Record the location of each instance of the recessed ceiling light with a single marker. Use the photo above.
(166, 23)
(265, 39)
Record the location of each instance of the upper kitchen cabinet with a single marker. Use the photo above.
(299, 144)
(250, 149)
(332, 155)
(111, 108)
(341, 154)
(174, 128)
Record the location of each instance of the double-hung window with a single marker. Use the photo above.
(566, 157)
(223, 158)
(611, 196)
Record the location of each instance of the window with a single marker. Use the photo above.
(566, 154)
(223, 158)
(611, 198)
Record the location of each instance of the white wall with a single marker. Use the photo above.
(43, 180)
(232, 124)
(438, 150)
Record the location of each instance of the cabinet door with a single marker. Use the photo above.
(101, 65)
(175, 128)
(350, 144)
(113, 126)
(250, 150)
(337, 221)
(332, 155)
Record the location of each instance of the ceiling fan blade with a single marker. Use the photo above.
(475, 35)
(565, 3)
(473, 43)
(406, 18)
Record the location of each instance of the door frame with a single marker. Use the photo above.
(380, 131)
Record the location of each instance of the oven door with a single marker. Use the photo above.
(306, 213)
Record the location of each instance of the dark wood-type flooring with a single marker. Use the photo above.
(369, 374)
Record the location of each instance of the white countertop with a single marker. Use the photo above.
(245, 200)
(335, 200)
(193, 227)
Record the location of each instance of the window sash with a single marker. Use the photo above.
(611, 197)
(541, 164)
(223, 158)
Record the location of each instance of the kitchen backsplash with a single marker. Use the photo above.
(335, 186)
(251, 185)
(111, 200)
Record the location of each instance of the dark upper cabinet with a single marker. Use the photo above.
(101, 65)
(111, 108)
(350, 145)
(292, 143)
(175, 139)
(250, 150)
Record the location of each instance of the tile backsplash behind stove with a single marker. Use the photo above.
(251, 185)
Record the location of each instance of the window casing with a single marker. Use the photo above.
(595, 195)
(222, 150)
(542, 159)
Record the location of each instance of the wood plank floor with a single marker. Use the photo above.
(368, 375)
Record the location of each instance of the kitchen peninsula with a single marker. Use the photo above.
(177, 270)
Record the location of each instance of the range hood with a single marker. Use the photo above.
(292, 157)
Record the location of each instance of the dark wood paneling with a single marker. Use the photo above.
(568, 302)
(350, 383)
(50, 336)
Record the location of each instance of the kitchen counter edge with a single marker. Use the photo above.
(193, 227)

○ ○ ○ ○ ○

Present every line of the records above as a Markdown table with the columns No. and Line. Number the rows in order and leave out blank lines.

[The answer]
| No. | Line |
|---|---|
| 1 | Record the location of each instance of the recessed ceiling light with a single marker. Use the photo above. |
| 2 | (166, 23) |
| 3 | (265, 39) |
| 4 | Record the location of each instance of the upper kitchen cabinet with a single marker. Use the photo above. |
| 5 | (299, 144) |
| 6 | (250, 149) |
| 7 | (332, 155) |
| 8 | (111, 108) |
| 9 | (341, 154) |
| 10 | (174, 128) |
| 11 | Record the location of each instance of the double-hung window with a single marker. Use the photo above. |
| 12 | (566, 157) |
| 13 | (223, 158) |
| 14 | (611, 196) |
| 15 | Record the location of each instance of the window with a single marker. Use the photo above. |
| 16 | (566, 154) |
| 17 | (223, 158) |
| 18 | (611, 198) |
| 19 | Record the location of each instance of the white wall with a single marker. Use the photo above. |
| 20 | (43, 180) |
| 21 | (232, 124) |
| 22 | (438, 150) |
| 23 | Record the location of each instance of the cabinet door with a single marker. Use the photo above. |
| 24 | (101, 65) |
| 25 | (175, 128) |
| 26 | (350, 144) |
| 27 | (113, 126) |
| 28 | (250, 150) |
| 29 | (337, 221) |
| 30 | (332, 155) |
| 31 | Record the location of each instance of the ceiling fan blade with a single marker. Use the photo above. |
| 32 | (475, 35) |
| 33 | (565, 3) |
| 34 | (473, 43) |
| 35 | (406, 18) |
| 36 | Record the location of each instance of the door frame with a single marker. Use the photo above. |
| 37 | (380, 131) |
| 38 | Record the location of each instance of the oven door with a single marker. Use the photo above. |
| 39 | (306, 213) |
| 40 | Record the location of each instance of the dark wood-type flooring with a single marker. Use the photo above. |
| 41 | (369, 374) |
| 42 | Record the location of each instance of the white countertop with a single marker. Use the photo above. |
| 43 | (245, 200) |
| 44 | (335, 200) |
| 45 | (193, 227) |
| 46 | Record the location of each instance of the window sash with a single marker. Use the photo above. |
| 47 | (611, 197) |
| 48 | (541, 164) |
| 49 | (223, 158) |
| 50 | Record the location of each instance of the kitchen backsplash with a single marker. Use the photo above. |
| 51 | (335, 186) |
| 52 | (251, 185) |
| 53 | (111, 200) |
| 54 | Record the location of each instance of the dark upper cabinet with a single marker. Use the photo above. |
| 55 | (101, 65) |
| 56 | (111, 108) |
| 57 | (350, 145) |
| 58 | (292, 143) |
| 59 | (175, 139) |
| 60 | (250, 150) |
| 61 | Record the location of each instance of the tile backsplash behind stove with a single marker. Use the photo above. |
| 62 | (251, 185) |
| 63 | Record the location of each instance of the window casing with a single marker. Use the photo above. |
| 64 | (595, 195) |
| 65 | (222, 150) |
| 66 | (542, 159) |
| 67 | Record the location of each instance of the wood plank floor with a single marker. Use the photo above. |
| 68 | (368, 375) |
| 69 | Record the location of each instance of the kitchen peninsula with a single marker. Use the photo above. |
| 70 | (177, 270) |
| 71 | Record the location of each instance of the range hood with a single marker. Use the photo above. |
| 72 | (292, 157) |
| 73 | Record the location of each instance of the dark wood paneling with a single marker. Use the photo above. |
| 74 | (568, 302) |
| 75 | (350, 383) |
| 76 | (50, 336) |
| 77 | Record the location of each instance of the kitchen counter edge with a single marker. Use the photo above. |
| 78 | (193, 227) |